• **WORK TO COMPLETE**
List each line of the rows below that contains the string "tower", copying every line whole. Case counts.

• **DATASET**

######

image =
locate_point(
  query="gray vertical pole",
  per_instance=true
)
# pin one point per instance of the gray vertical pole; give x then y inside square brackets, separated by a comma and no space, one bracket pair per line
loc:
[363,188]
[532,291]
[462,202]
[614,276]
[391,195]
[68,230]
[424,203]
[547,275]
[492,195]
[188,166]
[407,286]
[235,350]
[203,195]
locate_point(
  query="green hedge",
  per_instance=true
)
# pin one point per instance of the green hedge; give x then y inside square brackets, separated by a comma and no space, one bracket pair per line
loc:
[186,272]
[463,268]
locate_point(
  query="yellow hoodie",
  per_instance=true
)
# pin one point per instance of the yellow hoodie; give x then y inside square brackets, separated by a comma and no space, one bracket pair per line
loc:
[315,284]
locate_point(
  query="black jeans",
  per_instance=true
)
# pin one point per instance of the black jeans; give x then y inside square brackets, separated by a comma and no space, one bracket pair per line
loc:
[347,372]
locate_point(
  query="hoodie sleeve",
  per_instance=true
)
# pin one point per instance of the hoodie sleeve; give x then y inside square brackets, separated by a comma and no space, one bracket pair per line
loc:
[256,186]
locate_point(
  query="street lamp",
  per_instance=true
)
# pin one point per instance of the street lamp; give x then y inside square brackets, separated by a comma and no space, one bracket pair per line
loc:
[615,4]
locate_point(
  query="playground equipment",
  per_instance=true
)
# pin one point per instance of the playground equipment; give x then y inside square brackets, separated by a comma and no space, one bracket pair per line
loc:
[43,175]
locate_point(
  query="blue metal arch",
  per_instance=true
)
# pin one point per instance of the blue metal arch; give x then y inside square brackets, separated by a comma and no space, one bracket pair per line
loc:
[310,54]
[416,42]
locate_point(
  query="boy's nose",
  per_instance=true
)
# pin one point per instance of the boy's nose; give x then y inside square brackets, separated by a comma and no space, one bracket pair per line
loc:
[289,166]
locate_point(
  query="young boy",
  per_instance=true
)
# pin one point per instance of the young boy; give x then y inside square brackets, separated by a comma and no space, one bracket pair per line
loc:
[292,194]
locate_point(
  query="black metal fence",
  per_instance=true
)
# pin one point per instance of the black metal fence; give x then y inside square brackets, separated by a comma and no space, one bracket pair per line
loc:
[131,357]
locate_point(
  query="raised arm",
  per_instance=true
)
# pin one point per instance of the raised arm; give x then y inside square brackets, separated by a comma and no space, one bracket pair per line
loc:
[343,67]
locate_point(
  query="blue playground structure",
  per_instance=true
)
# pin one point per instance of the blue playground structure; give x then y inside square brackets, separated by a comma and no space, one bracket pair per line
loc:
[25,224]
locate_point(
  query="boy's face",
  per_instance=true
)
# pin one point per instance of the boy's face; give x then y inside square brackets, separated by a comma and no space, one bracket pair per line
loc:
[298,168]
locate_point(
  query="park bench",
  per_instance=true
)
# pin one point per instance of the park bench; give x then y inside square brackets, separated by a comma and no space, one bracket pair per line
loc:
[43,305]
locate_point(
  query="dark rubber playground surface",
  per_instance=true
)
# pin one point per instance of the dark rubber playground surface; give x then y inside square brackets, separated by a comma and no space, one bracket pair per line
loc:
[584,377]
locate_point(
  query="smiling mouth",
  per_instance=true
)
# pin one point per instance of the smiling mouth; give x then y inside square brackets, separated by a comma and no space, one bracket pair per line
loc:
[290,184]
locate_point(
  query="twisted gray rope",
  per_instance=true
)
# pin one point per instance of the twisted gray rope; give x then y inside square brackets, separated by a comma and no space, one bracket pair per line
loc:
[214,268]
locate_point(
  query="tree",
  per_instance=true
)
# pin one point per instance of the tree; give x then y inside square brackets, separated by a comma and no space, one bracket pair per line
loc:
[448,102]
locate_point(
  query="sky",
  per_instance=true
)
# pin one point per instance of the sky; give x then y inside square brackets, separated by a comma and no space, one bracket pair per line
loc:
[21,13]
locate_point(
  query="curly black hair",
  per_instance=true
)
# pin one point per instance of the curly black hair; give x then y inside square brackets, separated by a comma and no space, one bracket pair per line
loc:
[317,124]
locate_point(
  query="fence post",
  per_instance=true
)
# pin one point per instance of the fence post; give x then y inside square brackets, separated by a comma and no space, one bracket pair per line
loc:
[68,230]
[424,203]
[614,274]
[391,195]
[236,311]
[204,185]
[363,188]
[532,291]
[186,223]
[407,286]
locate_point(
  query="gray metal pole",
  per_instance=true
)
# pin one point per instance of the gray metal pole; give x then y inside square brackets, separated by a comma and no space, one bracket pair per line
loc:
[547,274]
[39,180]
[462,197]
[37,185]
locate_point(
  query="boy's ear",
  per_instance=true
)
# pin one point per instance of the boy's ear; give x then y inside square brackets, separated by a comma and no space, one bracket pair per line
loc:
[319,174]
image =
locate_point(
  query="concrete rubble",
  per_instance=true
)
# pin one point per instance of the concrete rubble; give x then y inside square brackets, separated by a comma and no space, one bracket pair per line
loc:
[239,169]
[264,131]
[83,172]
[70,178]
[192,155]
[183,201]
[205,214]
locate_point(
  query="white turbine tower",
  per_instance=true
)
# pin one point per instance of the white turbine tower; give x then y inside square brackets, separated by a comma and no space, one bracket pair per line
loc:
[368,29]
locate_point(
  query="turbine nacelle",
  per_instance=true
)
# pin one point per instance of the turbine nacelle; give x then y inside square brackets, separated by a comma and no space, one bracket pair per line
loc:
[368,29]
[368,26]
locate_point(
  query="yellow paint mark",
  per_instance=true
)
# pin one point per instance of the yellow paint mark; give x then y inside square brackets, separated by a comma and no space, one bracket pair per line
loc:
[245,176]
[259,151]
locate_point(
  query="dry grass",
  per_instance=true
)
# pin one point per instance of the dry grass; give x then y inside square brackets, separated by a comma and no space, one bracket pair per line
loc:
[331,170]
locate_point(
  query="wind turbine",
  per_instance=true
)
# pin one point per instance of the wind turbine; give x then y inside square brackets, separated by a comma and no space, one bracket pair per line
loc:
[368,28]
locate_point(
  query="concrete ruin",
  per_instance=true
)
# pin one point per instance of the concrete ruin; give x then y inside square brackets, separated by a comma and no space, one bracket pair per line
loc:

######

• **FULL ANSWER**
  query="white turbine tower",
# pin one point per instance of the white turbine tower; give x then y inside square brackets, separated by a comma and no space, one bracket pair per line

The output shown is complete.